*** TRECHO DO TEXTO

Robôs assistirão aos vídeos de sustentação oral sob supervisão de estagiários
30 de janeiro de 2025, 8h00
Abstract: o título contém ironia.
1. Contextualizando: estão tirando as sustentações orais dos advogados: e ninguém fará nada?
Quando foi editada a Resolução 591 do CNJ atribuindo ao relator, no tribunal, o poder de manter o processo no plenário virtual (hipótese em que a sustentação será por gravação de vídeo) ou remetê-lo ao presencial, escrevi texto aqui nesta ConJur mostrando a ilegalidade-inconstitucionalidade desse ato. O CNJ simplesmente não tem poder para legislar sobre direitos e garantias fundamentais. Recentemente Fabio Tofic (Folha de S.Paulo), Leonardo Lamachia (jornal Zero Hora), Kamila Teischmann e Milton Nobre, estes na ConJur, mostraram justa indignação com a referida resolução. A ConJur fez reportagem, assinada por Alex Tajra, mostrando a unanimidade dos juristas contra a resolução [1].
Enquanto os advogados reclamam, o STJ já regulamentou o funcionamento das novas regras.

******
*** LINHAS DE DADOS

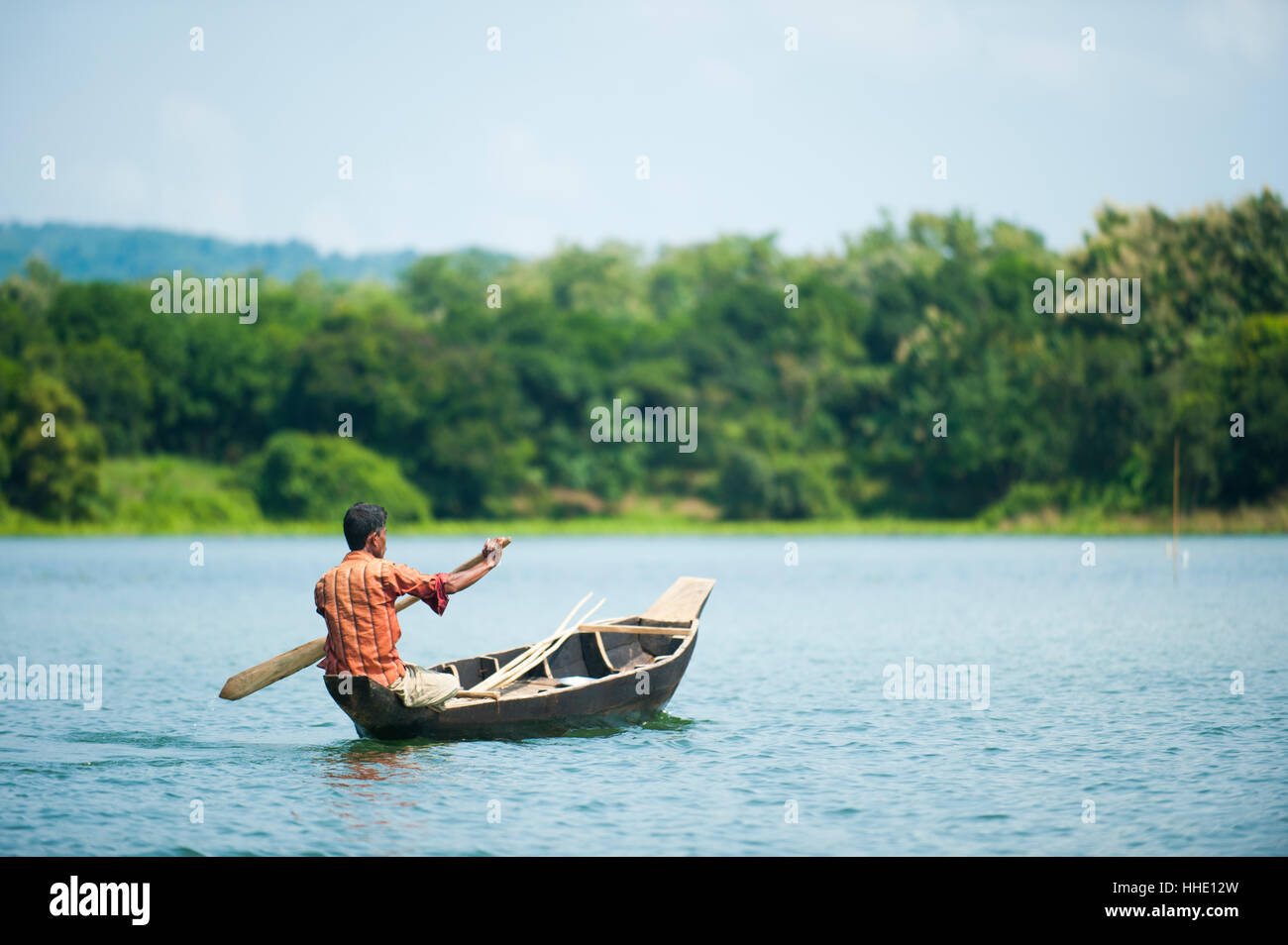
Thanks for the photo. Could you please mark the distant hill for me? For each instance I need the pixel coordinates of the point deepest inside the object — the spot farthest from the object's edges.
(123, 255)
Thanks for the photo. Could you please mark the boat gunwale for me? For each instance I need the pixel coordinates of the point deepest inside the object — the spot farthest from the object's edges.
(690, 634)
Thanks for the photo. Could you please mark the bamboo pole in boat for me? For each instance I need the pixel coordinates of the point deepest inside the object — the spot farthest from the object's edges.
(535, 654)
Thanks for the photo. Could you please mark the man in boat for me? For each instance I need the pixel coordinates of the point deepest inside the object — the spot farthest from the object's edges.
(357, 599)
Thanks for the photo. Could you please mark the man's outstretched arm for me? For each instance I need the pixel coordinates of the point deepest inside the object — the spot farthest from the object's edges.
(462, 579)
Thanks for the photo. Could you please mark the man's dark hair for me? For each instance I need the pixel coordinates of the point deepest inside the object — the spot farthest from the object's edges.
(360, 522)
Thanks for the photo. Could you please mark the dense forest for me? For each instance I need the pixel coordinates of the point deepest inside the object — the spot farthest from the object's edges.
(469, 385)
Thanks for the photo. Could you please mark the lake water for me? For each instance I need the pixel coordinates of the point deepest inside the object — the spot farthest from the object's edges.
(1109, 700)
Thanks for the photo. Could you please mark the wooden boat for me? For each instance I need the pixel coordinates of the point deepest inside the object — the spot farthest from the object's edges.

******

Transcreva, do texto sobre as sustentações orais, o trecho de "1. Contextualizando: estão" a "a resolução [1].". As linhas de dados não precisam ser consultadas.

1. Contextualizando: estão tirando as sustentações orais dos advogados: e ninguém fará nada?
Quando foi editada a Resolução 591 do CNJ atribuindo ao relator, no tribunal, o poder de manter o processo no plenário virtual (hipótese em que a sustentação será por gravação de vídeo) ou remetê-lo ao presencial, escrevi texto aqui nesta ConJur mostrando a ilegalidade-inconstitucionalidade desse ato. O CNJ simplesmente não tem poder para legislar sobre direitos e garantias fundamentais. Recentemente Fabio Tofic (Folha de S.Paulo), Leonardo Lamachia (jornal Zero Hora), Kamila Teischmann e Milton Nobre, estes na ConJur, mostraram justa indignação com a referida resolução. A ConJur fez reportagem, assinada por Alex Tajra, mostrando a unanimidade dos juristas contra a resolução [1].